→ SOURCE DOCUMENT:
════════════════════

I realized that not only had I successfully left my past behind but had acquired a different identity altogether. One day in a supermarket, a middle-aged lady rushed up to shake my hand. “Oh, it’s so nice to see you here.... We were wondering for a long time what happened to you, Mr. Liddy!” she said.

I don’t like to be misidentified with him. We’re totally different, to say the least. But there you go.

As of this writing Laura and I have been married for twenty-eight years, and our children, Austin and Hollis, are twenty-seven and twenty-one, respectively. Sometimes it amazes me that these two fine human beings would never have arrived on this earth except for the terrible trials of Watergate. I now have six children, some of whom have their own children, so I’ve made my mark on the eastern part of the United States.

════════════════════

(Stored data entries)
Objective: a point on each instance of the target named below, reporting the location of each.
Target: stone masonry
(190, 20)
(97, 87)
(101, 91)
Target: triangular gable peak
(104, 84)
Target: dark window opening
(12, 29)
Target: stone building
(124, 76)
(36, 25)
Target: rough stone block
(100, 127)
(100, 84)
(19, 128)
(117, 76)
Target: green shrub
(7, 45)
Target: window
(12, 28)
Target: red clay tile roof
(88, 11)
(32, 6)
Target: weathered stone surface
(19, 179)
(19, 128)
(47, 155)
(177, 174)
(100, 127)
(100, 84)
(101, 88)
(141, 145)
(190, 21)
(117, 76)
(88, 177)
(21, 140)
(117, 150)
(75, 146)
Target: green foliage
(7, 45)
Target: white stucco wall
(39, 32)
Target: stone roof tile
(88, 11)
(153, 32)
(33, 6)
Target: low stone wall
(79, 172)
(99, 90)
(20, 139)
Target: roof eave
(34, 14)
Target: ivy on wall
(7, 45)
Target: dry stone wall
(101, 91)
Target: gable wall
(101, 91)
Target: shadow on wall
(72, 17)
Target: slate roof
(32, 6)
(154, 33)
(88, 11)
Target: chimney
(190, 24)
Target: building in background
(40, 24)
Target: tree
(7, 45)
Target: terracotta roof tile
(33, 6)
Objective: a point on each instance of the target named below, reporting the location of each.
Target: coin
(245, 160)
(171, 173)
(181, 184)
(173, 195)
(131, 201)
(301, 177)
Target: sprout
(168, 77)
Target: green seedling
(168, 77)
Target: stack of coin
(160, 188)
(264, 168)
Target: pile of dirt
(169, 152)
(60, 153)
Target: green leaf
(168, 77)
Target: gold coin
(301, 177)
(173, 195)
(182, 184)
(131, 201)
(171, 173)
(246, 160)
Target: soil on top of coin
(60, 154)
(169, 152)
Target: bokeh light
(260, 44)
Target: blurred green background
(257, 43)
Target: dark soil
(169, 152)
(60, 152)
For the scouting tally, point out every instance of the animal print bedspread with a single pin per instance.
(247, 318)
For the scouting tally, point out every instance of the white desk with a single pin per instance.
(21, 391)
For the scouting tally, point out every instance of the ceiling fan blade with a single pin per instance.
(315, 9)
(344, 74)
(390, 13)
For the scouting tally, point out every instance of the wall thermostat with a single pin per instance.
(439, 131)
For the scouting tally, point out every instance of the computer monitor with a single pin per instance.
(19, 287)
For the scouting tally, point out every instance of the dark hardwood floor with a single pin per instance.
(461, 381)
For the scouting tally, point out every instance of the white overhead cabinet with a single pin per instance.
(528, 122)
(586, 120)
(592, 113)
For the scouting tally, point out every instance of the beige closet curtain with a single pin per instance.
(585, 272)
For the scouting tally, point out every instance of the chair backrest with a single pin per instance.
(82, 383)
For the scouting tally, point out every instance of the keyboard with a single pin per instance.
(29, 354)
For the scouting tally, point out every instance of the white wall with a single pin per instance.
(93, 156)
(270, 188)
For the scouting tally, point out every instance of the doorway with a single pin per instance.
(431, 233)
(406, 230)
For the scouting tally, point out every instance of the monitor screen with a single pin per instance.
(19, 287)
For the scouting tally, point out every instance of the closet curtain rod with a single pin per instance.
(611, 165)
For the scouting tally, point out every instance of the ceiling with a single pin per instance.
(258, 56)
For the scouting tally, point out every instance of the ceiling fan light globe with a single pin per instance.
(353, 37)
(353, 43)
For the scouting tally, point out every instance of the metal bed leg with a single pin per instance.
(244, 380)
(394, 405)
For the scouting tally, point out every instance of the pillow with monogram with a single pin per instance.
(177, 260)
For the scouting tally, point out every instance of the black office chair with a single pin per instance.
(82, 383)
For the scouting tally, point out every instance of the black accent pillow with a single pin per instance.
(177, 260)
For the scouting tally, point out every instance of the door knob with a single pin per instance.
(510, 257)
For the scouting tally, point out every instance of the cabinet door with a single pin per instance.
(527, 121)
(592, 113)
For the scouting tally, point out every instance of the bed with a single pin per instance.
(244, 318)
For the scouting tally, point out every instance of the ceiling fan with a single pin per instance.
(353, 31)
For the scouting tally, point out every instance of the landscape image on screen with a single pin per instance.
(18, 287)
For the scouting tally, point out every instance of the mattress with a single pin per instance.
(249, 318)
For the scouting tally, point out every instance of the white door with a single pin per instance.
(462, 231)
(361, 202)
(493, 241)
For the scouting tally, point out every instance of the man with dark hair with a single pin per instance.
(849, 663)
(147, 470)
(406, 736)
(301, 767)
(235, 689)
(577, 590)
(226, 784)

════════════════════

→ QUESTIONS TO ANSWER:
[A] In the Watergate memoir excerpt, how many years have Laura and the writer been married as of this writing?
[B] Please pick up the Watergate memoir excerpt after its last sentence and continue it.
The items above are separate from the Watergate memoir excerpt.

→ ANSWERS TO THE EXERCISE:
[A] Twenty-eight years.

[B]
I suppose the genesis of Watergate is to be found in the Vietnam War. The Nixon White House was deeply disturbed and baffled by mass antiwar demonstrations, spreading campus unrest and destruction, the Kent State killings, and publication of the Pentagon Papers. Their cumulative effect produced in the White House a bunker mentality—Us against Them—prompting the nefarious actions detailed in this book.

Nixon’s impeachment turned on the crucial question of whether he thought that he was paying blackmail for my and the others’ silence. So for the rest of my life, I will probably be known as the man who tried to blackmail the White House, even though all I was trying to do was collect on promised debts.

Still, it’s clear that at least from the time of Alger Hiss, Nixon was accustomed to spinning his own paranoid reality and had been somewhat successful in foisting it upon a willing public—to which I belonged. And so it was that a bodyguard of otherwise honorable men began shielding private Nixonian truth with public lies. That was the beginning of the cover-up and the fall of Richard Nixon.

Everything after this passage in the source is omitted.